TASKS FOR THIS EXERCISE
1. In the Peace Abbey text, reproduce the passage that begins at the words "Here's an answer" and ends after "things are possible?", substituting "Framingham" for "Sherborn".
2. Answer the following questions using the Peace Abbey text:
(a) In which town and state are the Peace Abbey and the Life Experience School located?
(b) Whose life-sized statue forms the centerpiece of the Abbey's grounds?
(c) What does the Peace Abbey broadcast over its loudspeakers when America's response to 9/11 threatens the civil liberties of American Muslims?

*** Opening EXCERPTED TEXT ***

What Is Worth Saving?

As we cut the budgets and let the social programs wither, as global warming and invasive species threaten the integrity of ecosystems and human health, as endless and endlessly faster technological change leads everything that is solid to "melt into air," it is reasonable to ask, what should we try to preserve? What is worth holding onto? And what can we save that might help us make the world more just, caring, and sustainable?

Here's an answer from me—no doubt many readers will have their own: The Peace Abbey and the Life Experience School of Sherborn, Massachusetts. In the dark time that is the present, people stuck in poverty need material help, to be sure. But all of us need some institutions that envision a truly better society. Any place that gives us an indication that something else is possible is truly priceless, because it helps us give an answer to the kinds of despair that haunt my students when they ask: "But professor, isn't it just human nature to be competitive and selfish?" If we cannot get at least a taste of mutual respect, service to life, and honor for the truly noble among us, how are we to continue to believe such things are possible?

The Abbey is an interfaith spiritual center dedicated to the peace and justice teachings of all the world's faiths. The centerpiece of its grounds is a life sized statue of Gandhi, flanked by a series of plaques with quotations about peace and justice from Quakers, Catholics, Buddhists, Jews, Hindus, Muslims, Taoists, Indigenous peoples, and secular champions of social goodness. It houses a remarkable library of resources on pacifism, socialism, peace, veganism, women's and gay rights, liberation for ethnic and national minorities, and interfaith respect and cooperation.

When a member of the armed forces seeks C.O. status the Peace Abbey is there to help; when a Tibetan-American is imprisoned by the Chinese for seeking to document Tibet's cultural heritage, the Abbey takes up his cause. When vegans, peace activists, or supporters of human rights need a place to meet, they use the Abbey. When America's response to 9/11 threatens the civil liberties of American Muslims, the Peace Abbey broadcasts the Muslim Call to Prayer over its loudspeakers; and when the U.S. invades Iraq, Abbey leaders chain themselves to the fence of a nearby army base in protest and are arrested for civil disobedience.

*** Closing EXCERPTED TEXT ***
*** Opening MATERIAL SUPPLIED ***

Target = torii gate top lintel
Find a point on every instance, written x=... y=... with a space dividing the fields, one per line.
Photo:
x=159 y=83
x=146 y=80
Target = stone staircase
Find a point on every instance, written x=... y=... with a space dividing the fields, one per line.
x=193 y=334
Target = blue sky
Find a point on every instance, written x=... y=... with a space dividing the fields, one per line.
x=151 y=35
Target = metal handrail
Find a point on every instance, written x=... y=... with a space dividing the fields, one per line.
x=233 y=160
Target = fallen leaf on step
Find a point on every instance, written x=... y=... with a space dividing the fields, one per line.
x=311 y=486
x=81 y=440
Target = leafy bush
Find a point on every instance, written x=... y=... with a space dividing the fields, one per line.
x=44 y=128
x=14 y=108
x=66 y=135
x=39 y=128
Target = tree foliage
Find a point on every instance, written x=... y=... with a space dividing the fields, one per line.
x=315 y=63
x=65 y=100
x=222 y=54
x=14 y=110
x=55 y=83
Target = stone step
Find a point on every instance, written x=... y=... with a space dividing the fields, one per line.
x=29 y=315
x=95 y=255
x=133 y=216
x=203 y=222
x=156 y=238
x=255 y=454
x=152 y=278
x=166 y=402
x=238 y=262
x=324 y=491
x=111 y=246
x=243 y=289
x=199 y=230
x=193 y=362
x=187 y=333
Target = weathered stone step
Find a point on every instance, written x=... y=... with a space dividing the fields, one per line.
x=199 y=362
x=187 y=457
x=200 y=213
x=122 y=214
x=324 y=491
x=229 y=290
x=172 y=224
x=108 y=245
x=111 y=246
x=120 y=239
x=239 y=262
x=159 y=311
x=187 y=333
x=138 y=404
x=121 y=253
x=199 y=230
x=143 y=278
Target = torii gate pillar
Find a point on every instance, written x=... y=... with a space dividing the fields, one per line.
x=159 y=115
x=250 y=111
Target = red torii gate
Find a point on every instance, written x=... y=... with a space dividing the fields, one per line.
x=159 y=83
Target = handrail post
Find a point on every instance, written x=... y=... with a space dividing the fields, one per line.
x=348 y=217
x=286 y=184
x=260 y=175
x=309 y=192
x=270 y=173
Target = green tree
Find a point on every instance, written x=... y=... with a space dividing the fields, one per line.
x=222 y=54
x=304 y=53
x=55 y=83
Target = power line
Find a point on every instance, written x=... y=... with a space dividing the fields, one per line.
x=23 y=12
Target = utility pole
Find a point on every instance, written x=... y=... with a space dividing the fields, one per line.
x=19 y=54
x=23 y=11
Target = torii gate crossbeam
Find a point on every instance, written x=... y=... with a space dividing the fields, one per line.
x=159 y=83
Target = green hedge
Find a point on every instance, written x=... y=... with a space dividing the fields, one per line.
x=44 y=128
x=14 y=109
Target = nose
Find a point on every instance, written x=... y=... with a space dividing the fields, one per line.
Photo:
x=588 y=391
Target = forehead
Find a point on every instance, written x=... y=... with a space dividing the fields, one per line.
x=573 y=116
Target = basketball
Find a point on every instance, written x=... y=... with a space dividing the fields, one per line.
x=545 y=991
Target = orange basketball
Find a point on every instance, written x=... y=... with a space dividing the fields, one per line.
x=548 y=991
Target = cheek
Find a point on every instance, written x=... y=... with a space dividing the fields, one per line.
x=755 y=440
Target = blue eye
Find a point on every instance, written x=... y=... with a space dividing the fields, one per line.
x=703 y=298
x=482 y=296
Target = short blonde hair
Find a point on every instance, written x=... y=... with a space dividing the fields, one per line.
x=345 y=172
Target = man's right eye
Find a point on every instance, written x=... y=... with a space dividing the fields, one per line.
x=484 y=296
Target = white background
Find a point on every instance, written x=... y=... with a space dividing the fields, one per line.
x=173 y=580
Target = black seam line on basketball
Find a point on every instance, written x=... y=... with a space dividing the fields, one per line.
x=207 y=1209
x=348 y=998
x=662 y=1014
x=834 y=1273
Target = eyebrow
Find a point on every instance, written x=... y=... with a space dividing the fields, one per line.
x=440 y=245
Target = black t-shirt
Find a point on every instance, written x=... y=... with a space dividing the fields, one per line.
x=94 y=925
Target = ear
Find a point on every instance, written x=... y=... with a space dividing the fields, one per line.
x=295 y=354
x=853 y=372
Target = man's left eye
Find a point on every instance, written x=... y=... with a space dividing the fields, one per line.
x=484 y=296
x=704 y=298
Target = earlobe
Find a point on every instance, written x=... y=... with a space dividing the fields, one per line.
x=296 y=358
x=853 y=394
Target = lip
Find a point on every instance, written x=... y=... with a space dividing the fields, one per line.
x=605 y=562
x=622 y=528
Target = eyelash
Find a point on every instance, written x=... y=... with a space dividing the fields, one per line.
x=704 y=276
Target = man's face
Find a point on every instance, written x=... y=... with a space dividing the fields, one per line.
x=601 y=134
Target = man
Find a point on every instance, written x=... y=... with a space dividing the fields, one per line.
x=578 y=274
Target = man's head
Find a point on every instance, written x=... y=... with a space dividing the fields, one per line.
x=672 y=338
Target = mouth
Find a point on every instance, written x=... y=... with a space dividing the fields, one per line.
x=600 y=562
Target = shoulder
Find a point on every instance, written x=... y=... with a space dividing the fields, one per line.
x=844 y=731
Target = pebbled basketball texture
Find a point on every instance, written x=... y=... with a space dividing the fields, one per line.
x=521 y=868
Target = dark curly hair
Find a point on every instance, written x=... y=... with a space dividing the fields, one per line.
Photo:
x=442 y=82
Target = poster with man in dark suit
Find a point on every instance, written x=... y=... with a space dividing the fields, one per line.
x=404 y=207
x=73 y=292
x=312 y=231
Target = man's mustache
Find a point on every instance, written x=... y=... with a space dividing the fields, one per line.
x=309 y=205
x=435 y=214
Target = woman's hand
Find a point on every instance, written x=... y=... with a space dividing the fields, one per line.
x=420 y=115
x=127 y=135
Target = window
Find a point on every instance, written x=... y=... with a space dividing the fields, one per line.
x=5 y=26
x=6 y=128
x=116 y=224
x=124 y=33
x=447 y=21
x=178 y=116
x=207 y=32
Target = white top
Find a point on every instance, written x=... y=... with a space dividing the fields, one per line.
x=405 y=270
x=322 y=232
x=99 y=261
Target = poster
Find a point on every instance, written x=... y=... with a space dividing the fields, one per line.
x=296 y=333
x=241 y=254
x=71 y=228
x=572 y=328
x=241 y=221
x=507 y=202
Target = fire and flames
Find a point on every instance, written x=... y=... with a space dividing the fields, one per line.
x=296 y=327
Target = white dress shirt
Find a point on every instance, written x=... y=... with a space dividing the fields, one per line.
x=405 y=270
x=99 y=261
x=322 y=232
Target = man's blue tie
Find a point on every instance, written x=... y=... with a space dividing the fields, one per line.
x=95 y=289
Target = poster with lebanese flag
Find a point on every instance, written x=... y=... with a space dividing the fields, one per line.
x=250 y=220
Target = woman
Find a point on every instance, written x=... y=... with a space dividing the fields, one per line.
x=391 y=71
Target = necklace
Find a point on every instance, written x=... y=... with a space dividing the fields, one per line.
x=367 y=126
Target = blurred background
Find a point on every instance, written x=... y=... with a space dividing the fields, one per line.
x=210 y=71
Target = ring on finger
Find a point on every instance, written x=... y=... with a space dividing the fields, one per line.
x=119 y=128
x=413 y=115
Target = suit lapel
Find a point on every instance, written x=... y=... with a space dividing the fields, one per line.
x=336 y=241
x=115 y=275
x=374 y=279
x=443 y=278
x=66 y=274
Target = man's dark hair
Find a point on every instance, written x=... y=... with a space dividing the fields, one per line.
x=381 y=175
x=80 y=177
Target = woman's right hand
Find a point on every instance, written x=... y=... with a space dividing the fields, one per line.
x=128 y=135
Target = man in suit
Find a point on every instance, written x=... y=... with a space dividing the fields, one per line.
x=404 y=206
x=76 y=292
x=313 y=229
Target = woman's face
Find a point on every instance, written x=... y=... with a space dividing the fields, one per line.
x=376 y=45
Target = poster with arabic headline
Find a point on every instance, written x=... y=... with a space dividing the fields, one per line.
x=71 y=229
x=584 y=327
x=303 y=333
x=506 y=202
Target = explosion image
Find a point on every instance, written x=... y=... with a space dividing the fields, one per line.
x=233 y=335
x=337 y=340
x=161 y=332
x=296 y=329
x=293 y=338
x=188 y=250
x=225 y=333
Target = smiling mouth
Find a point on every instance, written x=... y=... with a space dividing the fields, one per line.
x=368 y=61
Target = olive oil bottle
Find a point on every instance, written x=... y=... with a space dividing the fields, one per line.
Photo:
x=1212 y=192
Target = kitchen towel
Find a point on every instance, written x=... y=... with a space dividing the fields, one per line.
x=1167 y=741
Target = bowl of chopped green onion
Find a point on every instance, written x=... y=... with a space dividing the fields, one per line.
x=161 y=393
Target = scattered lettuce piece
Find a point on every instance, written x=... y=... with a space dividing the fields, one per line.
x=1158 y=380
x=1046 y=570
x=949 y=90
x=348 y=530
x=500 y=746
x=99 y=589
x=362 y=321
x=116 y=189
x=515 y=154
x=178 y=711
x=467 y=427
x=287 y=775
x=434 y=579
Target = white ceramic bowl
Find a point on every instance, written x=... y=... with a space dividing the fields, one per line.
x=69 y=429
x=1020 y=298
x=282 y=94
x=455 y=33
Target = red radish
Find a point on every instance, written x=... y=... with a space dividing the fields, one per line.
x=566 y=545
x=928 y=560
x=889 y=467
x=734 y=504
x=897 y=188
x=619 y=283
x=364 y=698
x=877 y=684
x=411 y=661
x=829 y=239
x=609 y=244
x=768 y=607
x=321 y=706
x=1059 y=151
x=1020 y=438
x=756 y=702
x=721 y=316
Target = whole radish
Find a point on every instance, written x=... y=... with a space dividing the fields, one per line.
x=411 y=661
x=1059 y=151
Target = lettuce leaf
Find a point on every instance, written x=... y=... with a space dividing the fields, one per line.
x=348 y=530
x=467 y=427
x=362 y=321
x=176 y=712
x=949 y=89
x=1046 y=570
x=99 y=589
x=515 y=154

*** Closing MATERIAL SUPPLIED ***

WRITTEN ANSWERS
1.
Here's an answer from me—no doubt many readers will have their own: The Peace Abbey and the Life Experience School of Framingham, Massachusetts. In the dark time that is the present, people stuck in poverty need material help, to be sure. But all of us need some institutions that envision a truly better society. Any place that gives us an indication that something else is possible is truly priceless, because it helps us give an answer to the kinds of despair that haunt my students when they ask: "But professor, isn't it just human nature to be competitive and selfish?" If we cannot get at least a taste of mutual respect, service to life, and honor for the truly noble among us, how are we to continue to believe such things are possible?

2.
(a) Sherborn, Massachusetts
(b) Gandhi
(c) The Muslim Call to Prayer